# Testo estratto
┄┄┄┄┄┄┄┄┄┄┄┄┄┄┄┄┄┄┄┄

L'ANNUNCIO DEL PRESIDENTE ZUMA

Nelson Rolihlahla Mandela è morto ieri a 95 anni nella sua casa di Johannesburg. Era nato il 18 luglio 1918 a Mvezo, un villaggio del Transkei (Sudafrica orientale), da una nobile famiglia della grande etnia Xhosa. Suo padre era il capovillaggio. Il suo vero nome fu Rolihlahla, che in lingua Xhosa significa «colui che provoca guai». Il nome Nelson gli fu affibbiato dalla sua insegnante elementare il primo giorno di scuola: «Devi avere un nome inglese» gli disse. Finito il liceo, Mandela si iscrisse all'università di Fort Hare, la sola riservata ai neri. Lì conobbe Oliver Tambo per tanti anni suo compagno di lotte. E insieme a Tambo Mandela fu espulso per motivi politici. Tornato al villaggio natale scoprì che la famiglia, secondo le usanze tribali, gli stava organizzando un matrimonio.

LA FUGA

Non volendo offendere le tradizioni ma deciso a sposare chi voleva lui, fuggì a Johannesburg dove trovò un lavoro come guardiano notturno. Di notte lavorava e di giorno studiava fino a diventare avvocato. Intanto frequentava quei politici che si battevano contro il potere bianco. Uno di loro Walter Sisulu divenne suo mentore e nel 1944 Mandela sposò la cugina di Sisulu, Evelyn. Intanto era entrato a far parte dell'Anc, l'African National Congress, il partito dei neri. E fu lui, con Tambo e Sisulu, a fondarne il movimento giovanile. L'Anc era nel mirino di polizia e servizi segreti, tanto da dotarsi di una struttura clandestina di cui Mandela fu uno dei capi. Così, nel 1956, egli fu arrestato con l'accusa di alto tradimento. Il processo andò avanti fino al 1961 e si risolse con un'assoluzione piena. Nel frattempo Mandela aveva divorziato dalla prima moglie e sposato una compagna di lotta, Winnie. Fu nello stesso anno che l'Anc venne messa fuori legge e fece la scelta della resistenza armata. Il capo del movimento armato la «Lancia della nazione» era lui, Nelson.

┄┄┄┄┄┄┄┄┄┄┄┄┄┄┄┄┄┄┄┄

# Estratti dei dati
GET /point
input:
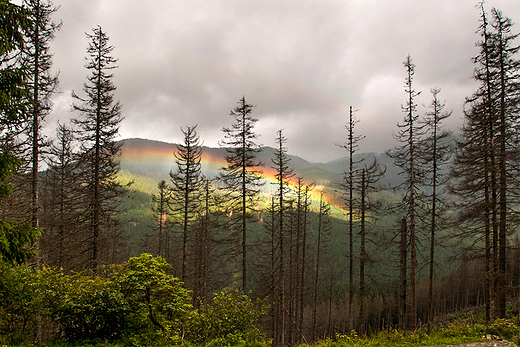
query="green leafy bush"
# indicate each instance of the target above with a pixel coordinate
(231, 319)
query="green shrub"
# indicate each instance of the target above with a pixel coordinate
(230, 318)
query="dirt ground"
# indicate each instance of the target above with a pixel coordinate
(493, 343)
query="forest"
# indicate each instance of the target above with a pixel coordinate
(261, 246)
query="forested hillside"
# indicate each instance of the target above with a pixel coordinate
(143, 242)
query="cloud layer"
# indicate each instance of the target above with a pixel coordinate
(302, 63)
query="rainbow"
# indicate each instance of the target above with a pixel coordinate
(160, 159)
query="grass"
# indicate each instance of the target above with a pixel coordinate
(458, 332)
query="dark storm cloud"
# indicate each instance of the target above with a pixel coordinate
(303, 63)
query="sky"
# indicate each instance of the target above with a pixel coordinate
(303, 64)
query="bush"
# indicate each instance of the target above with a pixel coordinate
(231, 319)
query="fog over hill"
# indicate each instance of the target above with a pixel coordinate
(155, 160)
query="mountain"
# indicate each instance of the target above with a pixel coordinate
(153, 160)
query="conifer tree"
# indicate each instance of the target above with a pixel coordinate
(323, 231)
(406, 158)
(62, 203)
(98, 128)
(187, 184)
(15, 238)
(283, 174)
(38, 59)
(435, 153)
(241, 177)
(160, 209)
(348, 183)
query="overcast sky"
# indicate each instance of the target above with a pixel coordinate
(302, 63)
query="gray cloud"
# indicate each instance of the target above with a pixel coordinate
(303, 63)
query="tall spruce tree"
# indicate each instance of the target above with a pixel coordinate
(406, 159)
(348, 183)
(283, 174)
(61, 203)
(241, 177)
(98, 126)
(161, 199)
(187, 184)
(15, 238)
(485, 162)
(435, 154)
(38, 59)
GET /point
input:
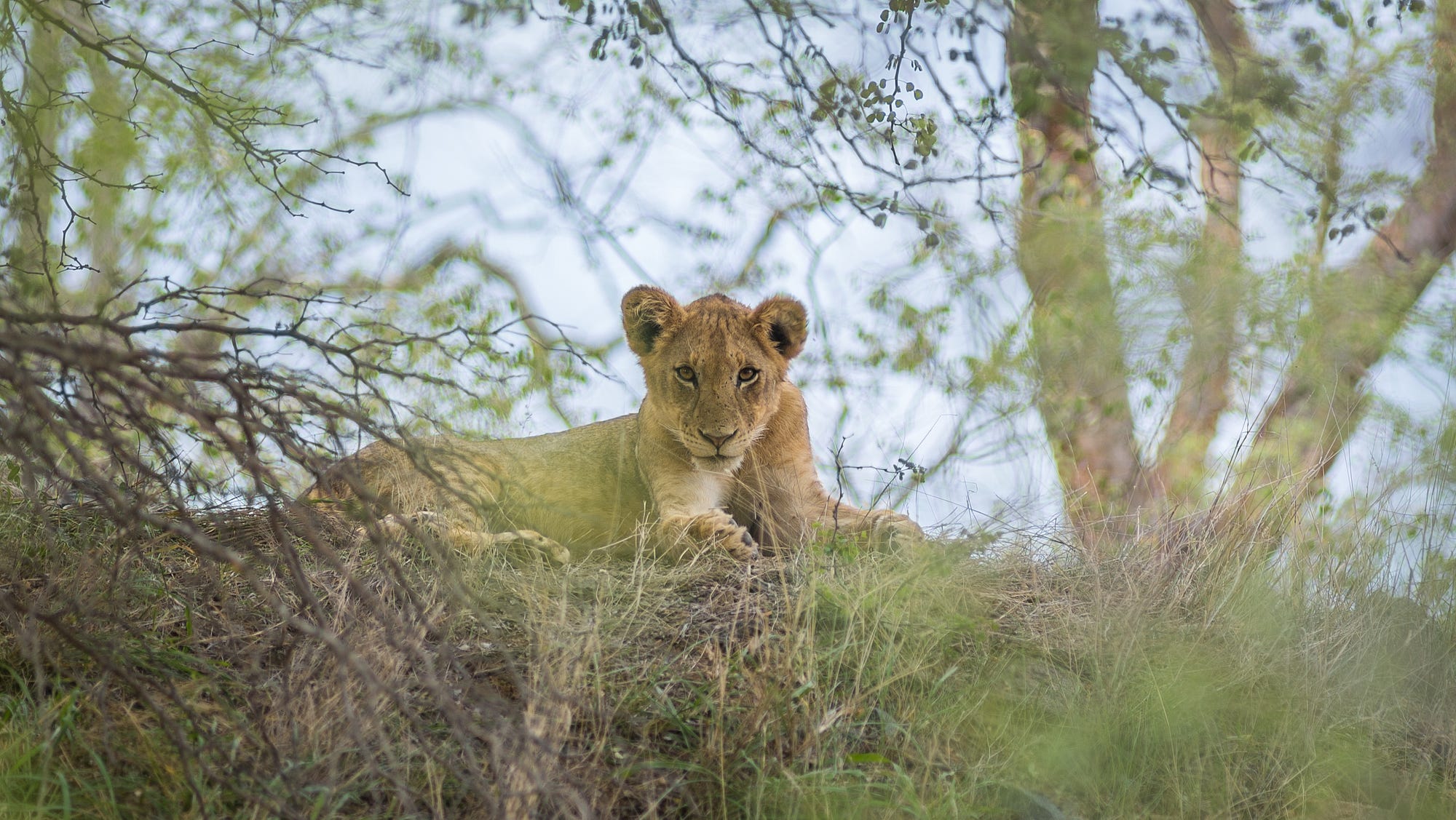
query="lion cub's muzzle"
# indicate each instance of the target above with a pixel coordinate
(719, 439)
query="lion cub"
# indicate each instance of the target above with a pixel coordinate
(719, 455)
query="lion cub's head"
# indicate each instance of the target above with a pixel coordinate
(714, 368)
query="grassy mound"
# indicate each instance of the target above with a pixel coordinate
(305, 678)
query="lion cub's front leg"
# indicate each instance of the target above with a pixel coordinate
(716, 530)
(689, 515)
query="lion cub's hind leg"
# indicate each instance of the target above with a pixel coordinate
(471, 541)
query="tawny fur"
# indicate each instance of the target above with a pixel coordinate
(717, 457)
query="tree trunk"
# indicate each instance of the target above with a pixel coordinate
(1061, 247)
(1356, 311)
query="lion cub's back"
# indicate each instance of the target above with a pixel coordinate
(579, 486)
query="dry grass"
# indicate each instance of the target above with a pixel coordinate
(139, 678)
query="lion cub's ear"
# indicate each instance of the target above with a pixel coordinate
(786, 322)
(647, 313)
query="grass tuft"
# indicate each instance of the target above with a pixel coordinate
(315, 680)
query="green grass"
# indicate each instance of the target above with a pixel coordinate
(139, 680)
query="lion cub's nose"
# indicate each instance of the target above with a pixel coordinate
(719, 441)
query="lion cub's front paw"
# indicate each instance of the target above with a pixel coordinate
(720, 530)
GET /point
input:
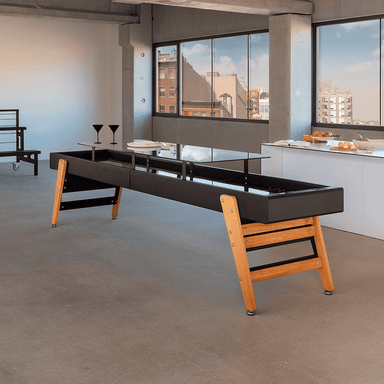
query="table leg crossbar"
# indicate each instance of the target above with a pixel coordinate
(70, 183)
(252, 236)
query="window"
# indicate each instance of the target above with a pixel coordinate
(348, 67)
(226, 77)
(166, 62)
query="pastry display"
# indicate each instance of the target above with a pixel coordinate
(345, 146)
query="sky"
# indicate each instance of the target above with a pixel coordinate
(230, 56)
(348, 55)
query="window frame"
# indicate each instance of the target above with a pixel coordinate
(331, 126)
(178, 75)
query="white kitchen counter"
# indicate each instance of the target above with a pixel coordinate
(360, 173)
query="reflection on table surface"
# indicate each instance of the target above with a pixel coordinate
(189, 153)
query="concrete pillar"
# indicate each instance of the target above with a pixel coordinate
(127, 80)
(136, 41)
(290, 58)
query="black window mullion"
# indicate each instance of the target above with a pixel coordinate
(212, 77)
(179, 67)
(380, 76)
(249, 77)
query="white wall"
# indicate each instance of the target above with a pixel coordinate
(63, 75)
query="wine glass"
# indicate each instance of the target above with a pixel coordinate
(113, 128)
(97, 129)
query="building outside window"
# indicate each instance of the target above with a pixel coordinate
(348, 67)
(217, 75)
(166, 61)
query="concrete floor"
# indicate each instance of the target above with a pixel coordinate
(153, 297)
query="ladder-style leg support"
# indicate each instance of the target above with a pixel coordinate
(115, 208)
(61, 170)
(232, 220)
(254, 236)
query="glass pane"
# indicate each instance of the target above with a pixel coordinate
(198, 154)
(230, 68)
(348, 73)
(259, 76)
(223, 154)
(196, 67)
(166, 79)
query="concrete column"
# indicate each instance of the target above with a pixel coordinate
(290, 70)
(141, 39)
(136, 42)
(128, 86)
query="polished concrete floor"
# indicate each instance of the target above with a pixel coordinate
(153, 297)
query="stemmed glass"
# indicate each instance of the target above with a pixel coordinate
(113, 129)
(97, 129)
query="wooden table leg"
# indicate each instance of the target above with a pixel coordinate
(115, 208)
(232, 220)
(59, 190)
(254, 236)
(325, 271)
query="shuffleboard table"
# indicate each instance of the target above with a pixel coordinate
(259, 211)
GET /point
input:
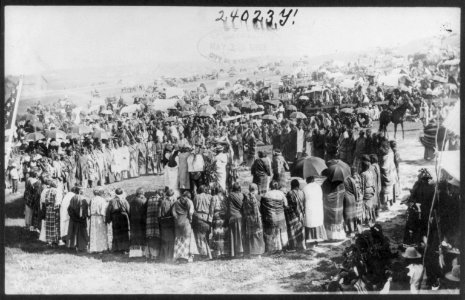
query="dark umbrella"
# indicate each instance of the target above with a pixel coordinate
(313, 166)
(337, 170)
(100, 134)
(270, 118)
(35, 136)
(298, 115)
(291, 108)
(56, 134)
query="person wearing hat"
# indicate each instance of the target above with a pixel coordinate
(260, 170)
(167, 234)
(413, 261)
(98, 229)
(185, 246)
(279, 167)
(78, 211)
(13, 176)
(221, 160)
(453, 277)
(138, 218)
(117, 214)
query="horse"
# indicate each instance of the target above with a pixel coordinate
(397, 116)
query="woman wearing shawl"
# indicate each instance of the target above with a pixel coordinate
(333, 202)
(167, 235)
(171, 171)
(98, 227)
(201, 221)
(274, 221)
(78, 211)
(368, 192)
(219, 240)
(314, 211)
(253, 243)
(64, 216)
(388, 173)
(184, 244)
(153, 226)
(377, 179)
(118, 215)
(260, 172)
(29, 199)
(138, 219)
(353, 204)
(235, 222)
(295, 216)
(51, 212)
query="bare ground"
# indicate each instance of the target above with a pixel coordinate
(32, 268)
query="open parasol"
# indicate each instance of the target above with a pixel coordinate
(235, 110)
(249, 105)
(298, 115)
(55, 134)
(222, 108)
(337, 170)
(81, 129)
(291, 108)
(269, 118)
(347, 110)
(273, 102)
(313, 166)
(35, 136)
(207, 109)
(100, 134)
(362, 110)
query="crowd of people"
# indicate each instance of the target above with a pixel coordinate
(203, 212)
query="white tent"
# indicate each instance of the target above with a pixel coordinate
(173, 92)
(452, 122)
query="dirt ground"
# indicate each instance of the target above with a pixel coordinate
(32, 268)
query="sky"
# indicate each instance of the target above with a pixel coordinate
(44, 38)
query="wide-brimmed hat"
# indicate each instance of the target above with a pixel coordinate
(411, 253)
(454, 274)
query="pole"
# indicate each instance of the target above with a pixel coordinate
(9, 143)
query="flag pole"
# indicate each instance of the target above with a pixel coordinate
(9, 143)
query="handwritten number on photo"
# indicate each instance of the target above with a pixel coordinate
(222, 17)
(269, 20)
(285, 16)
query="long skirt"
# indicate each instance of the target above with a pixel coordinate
(77, 235)
(275, 239)
(153, 248)
(236, 234)
(167, 240)
(98, 234)
(201, 231)
(296, 233)
(185, 247)
(335, 231)
(219, 241)
(262, 183)
(353, 225)
(52, 224)
(120, 240)
(28, 216)
(254, 243)
(316, 234)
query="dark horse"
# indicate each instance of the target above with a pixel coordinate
(397, 116)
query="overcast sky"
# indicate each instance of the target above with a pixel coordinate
(39, 39)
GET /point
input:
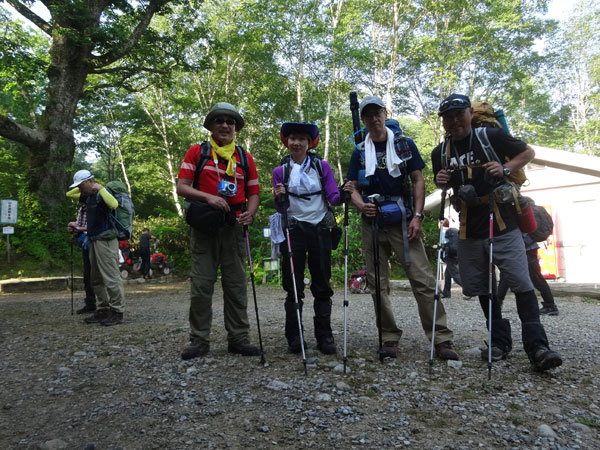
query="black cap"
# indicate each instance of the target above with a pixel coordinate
(454, 101)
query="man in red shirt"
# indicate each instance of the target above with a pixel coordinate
(226, 185)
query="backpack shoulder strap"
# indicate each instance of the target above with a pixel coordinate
(245, 166)
(488, 149)
(285, 165)
(204, 156)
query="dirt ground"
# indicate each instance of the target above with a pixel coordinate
(65, 384)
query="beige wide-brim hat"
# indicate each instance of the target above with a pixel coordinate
(80, 176)
(224, 109)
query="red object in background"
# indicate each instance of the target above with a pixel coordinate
(548, 252)
(158, 257)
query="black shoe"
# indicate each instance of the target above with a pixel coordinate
(113, 318)
(549, 310)
(195, 349)
(544, 359)
(389, 349)
(243, 348)
(497, 353)
(327, 346)
(86, 309)
(294, 345)
(98, 316)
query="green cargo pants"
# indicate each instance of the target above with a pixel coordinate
(225, 249)
(419, 275)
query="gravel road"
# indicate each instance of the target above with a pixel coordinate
(67, 385)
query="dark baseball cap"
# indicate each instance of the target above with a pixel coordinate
(454, 101)
(370, 100)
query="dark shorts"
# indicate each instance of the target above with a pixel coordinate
(508, 254)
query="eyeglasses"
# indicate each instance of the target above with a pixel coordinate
(372, 113)
(221, 120)
(454, 102)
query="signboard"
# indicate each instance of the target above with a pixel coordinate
(8, 213)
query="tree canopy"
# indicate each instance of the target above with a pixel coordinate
(122, 87)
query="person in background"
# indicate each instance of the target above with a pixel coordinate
(225, 248)
(104, 250)
(539, 282)
(145, 252)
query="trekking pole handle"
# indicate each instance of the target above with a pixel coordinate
(443, 203)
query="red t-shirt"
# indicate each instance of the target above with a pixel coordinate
(208, 179)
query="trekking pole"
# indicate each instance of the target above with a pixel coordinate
(375, 245)
(72, 238)
(262, 353)
(346, 202)
(436, 296)
(490, 285)
(296, 302)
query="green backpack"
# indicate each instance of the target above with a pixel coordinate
(122, 216)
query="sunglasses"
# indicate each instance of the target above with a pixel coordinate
(221, 120)
(372, 113)
(454, 102)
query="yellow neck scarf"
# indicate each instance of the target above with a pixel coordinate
(226, 152)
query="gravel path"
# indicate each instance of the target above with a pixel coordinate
(64, 384)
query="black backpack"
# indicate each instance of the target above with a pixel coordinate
(315, 162)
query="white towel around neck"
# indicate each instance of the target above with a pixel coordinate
(300, 182)
(393, 161)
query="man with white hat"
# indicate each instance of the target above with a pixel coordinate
(104, 250)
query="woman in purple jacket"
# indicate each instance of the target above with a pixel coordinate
(303, 187)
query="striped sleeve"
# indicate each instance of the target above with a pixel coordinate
(253, 188)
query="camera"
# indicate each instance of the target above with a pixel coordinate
(227, 188)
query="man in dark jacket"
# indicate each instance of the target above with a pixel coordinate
(104, 250)
(460, 163)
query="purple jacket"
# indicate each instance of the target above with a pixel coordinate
(331, 190)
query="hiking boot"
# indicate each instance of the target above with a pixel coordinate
(497, 353)
(389, 349)
(445, 350)
(243, 348)
(113, 318)
(544, 359)
(549, 310)
(195, 349)
(327, 346)
(98, 316)
(86, 309)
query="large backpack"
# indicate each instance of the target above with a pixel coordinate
(403, 151)
(122, 216)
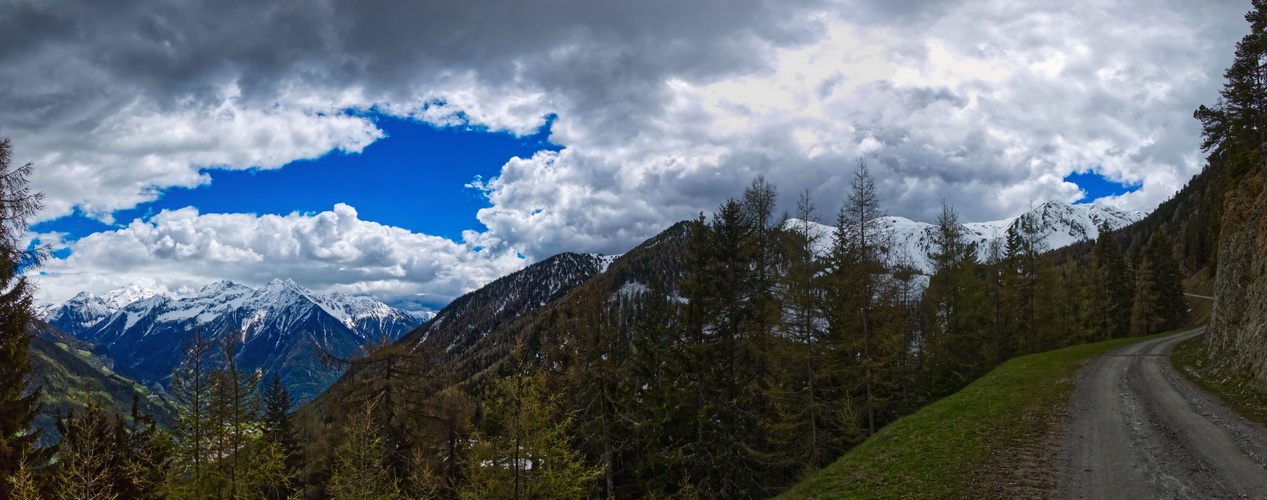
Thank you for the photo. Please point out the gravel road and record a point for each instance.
(1139, 431)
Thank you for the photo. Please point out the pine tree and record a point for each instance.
(88, 463)
(279, 436)
(1158, 304)
(146, 456)
(802, 424)
(523, 451)
(1235, 129)
(1109, 303)
(955, 296)
(18, 405)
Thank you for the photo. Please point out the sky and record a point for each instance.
(416, 151)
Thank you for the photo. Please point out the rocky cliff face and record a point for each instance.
(1238, 327)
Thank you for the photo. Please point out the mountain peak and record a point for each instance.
(120, 298)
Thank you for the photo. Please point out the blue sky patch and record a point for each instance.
(1096, 186)
(412, 179)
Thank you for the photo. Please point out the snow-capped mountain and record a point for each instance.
(1061, 224)
(278, 328)
(473, 315)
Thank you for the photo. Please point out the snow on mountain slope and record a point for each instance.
(1061, 224)
(278, 328)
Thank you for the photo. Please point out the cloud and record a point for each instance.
(663, 108)
(180, 251)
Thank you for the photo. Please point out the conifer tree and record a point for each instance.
(803, 423)
(18, 405)
(195, 432)
(523, 451)
(146, 456)
(278, 429)
(1109, 301)
(954, 298)
(360, 470)
(1158, 304)
(88, 462)
(863, 270)
(1235, 129)
(236, 412)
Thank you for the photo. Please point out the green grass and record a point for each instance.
(974, 443)
(1234, 389)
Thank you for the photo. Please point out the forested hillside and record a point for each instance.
(727, 344)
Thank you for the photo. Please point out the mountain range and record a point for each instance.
(279, 328)
(1059, 224)
(281, 325)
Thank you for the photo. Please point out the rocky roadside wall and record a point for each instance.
(1238, 327)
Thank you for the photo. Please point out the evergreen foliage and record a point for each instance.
(18, 404)
(725, 361)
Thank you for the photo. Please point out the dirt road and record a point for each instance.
(1139, 431)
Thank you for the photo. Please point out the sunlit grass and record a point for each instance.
(945, 450)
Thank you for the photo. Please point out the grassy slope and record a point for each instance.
(71, 377)
(1238, 391)
(953, 447)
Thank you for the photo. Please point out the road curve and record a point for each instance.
(1139, 431)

┄┄┄┄┄┄┄┄┄┄┄┄┄┄┄┄┄┄┄┄

# Consegna 1
Nel testo su Mandela, che cosa significa in lingua Xhosa il nome Rolihlahla?
# Consegna 2
Riscrivi il passo del testo su Mandela che va da «Nelson Rolihlahla Mandela» fino a «organizzando un matrimonio.», mettendo «maestra» al posto di «insegnante elementare».
# Consegna 3
Prosegui il testo sulla vita di Mandela partendo dalla sua ultima frase.

# Risposta 1
Significa «colui che provoca guai».

# Risposta 2
Nelson Rolihlahla Mandela è morto ieri a 95 anni nella sua casa di Johannesburg. Era nato il 18 luglio 1918 a Mvezo, un villaggio del Transkei (Sudafrica orientale), da una nobile famiglia della grande etnia Xhosa. Suo padre era il capovillaggio. Il suo vero nome fu Rolihlahla, che in lingua Xhosa significa «colui che provoca guai». Il nome Nelson gli fu affibbiato dalla sua maestra il primo giorno di scuola: «Devi avere un nome inglese» gli disse. Finito il liceo, Mandela si iscrisse all'università di Fort Hare, la sola riservata ai neri. Lì conobbe Oliver Tambo per tanti anni suo compagno di lotte. E insieme a Tambo Mandela fu espulso per motivi politici. Tornato al villaggio natale scoprì che la famiglia, secondo le usanze tribali, gli stava organizzando un matrimonio.

# Risposta 3
L’ARRESTO

Espatriò clandestinamente per partecipare a Addis Abeba al grande congresso dei leader neri. Al suo ritorno, era il 1962, fu di nuovo arrestato per espatrio clandestino. Ma fu nel 1963, con l'arresto dei vertici dell'Anc, che lui e tutti gli altri furono accusati di sovversione e tradimento e condannati all'ergastolo. Furono tutti trasferiti nella durissima prigione di Robben Island. Più volte il governo razzista bianco cercò un accordo con colui che in tutto il mondo stava diventando un simbolo. Nel 1976 e nel 1986 gli fu offerta l'amnistia, a patto che rinunciasse alla lotta. La sua risposta fu un netto rifiuto. La sua salute però peggiorava, nel 1988 fu ricoverato in ospedale per tubercolosi. Ma il mondo stava cambiando, dal 1989 i governanti sudafricani ebbero dei colloqui con lui, colloqui che portarono il presidente Frederick De Klerk ad annunciare nel 1990 la libertà politica.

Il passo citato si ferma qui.